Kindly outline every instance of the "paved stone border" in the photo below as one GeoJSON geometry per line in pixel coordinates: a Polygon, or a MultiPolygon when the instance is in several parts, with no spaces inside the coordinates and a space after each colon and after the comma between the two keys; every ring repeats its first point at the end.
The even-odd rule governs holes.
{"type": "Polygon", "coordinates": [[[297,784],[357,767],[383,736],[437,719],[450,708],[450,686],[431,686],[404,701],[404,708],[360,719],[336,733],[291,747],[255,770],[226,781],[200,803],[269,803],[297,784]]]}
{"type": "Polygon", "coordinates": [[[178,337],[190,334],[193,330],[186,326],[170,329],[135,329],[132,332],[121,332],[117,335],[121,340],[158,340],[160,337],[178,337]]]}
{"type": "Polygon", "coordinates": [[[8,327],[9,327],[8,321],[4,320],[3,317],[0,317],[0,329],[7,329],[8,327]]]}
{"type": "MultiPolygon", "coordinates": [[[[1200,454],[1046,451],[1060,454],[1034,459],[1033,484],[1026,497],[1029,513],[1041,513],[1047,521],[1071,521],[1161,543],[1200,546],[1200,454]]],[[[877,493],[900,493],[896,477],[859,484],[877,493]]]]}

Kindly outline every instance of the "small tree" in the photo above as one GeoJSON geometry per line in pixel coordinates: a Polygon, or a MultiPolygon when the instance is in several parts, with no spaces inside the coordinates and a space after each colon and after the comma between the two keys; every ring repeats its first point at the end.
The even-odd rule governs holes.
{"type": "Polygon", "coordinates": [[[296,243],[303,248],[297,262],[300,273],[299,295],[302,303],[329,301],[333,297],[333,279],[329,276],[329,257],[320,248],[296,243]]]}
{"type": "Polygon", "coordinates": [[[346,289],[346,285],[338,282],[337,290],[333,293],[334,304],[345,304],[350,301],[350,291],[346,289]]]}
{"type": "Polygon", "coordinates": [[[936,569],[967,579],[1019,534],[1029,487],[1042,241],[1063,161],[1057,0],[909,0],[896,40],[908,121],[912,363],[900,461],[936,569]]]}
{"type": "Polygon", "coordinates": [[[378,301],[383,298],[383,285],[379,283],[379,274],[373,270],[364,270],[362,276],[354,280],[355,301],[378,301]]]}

--- --- ---

> [Activity] Every record should be output precisely as it was given.

> [Result of this task]
Kindly outline every instance of the "paved stone border" in the photo below as one GeoJSON geometry per line in pixel coordinates: a Polygon, or a MultiPolygon when the instance is in several parts, with no spaces inside the coordinates and a space after each colon and after the comma between the two keys; every ring repeats its first point at the end.
The even-odd rule governs holes.
{"type": "Polygon", "coordinates": [[[297,784],[357,767],[383,736],[437,719],[450,708],[450,686],[431,686],[404,701],[404,708],[360,719],[336,733],[291,747],[255,770],[226,781],[200,803],[269,803],[297,784]]]}
{"type": "Polygon", "coordinates": [[[178,337],[190,334],[193,330],[186,326],[170,329],[135,329],[132,332],[121,332],[117,335],[121,340],[158,340],[160,337],[178,337]]]}
{"type": "Polygon", "coordinates": [[[8,327],[9,327],[8,321],[4,320],[3,317],[0,317],[0,329],[7,329],[8,327]]]}
{"type": "MultiPolygon", "coordinates": [[[[1200,454],[1046,451],[1060,454],[1034,459],[1033,484],[1026,497],[1029,513],[1041,513],[1047,521],[1071,521],[1161,543],[1200,546],[1200,454]]],[[[877,493],[900,493],[896,477],[859,484],[877,493]]]]}

Kindly outline every instance of the "small tree" in the photo above as one GeoJSON geometry per line in pixel coordinates: a Polygon, or a MultiPolygon when the instance is in several parts, with no spaces inside the coordinates and a space after each colon and after the comma between the two keys; every ring repeats its first point at the end.
The even-odd rule governs holes.
{"type": "Polygon", "coordinates": [[[296,243],[303,248],[297,262],[300,273],[299,295],[302,303],[329,301],[333,297],[333,279],[329,276],[329,257],[320,248],[296,243]]]}
{"type": "Polygon", "coordinates": [[[346,289],[346,285],[338,282],[337,290],[333,293],[334,304],[345,304],[350,301],[350,291],[346,289]]]}
{"type": "Polygon", "coordinates": [[[936,569],[967,579],[1019,534],[1029,487],[1042,241],[1063,161],[1057,0],[909,0],[896,40],[908,121],[912,363],[900,461],[936,569]]]}
{"type": "Polygon", "coordinates": [[[378,301],[383,298],[383,285],[379,283],[379,274],[373,270],[364,270],[362,276],[354,280],[355,301],[378,301]]]}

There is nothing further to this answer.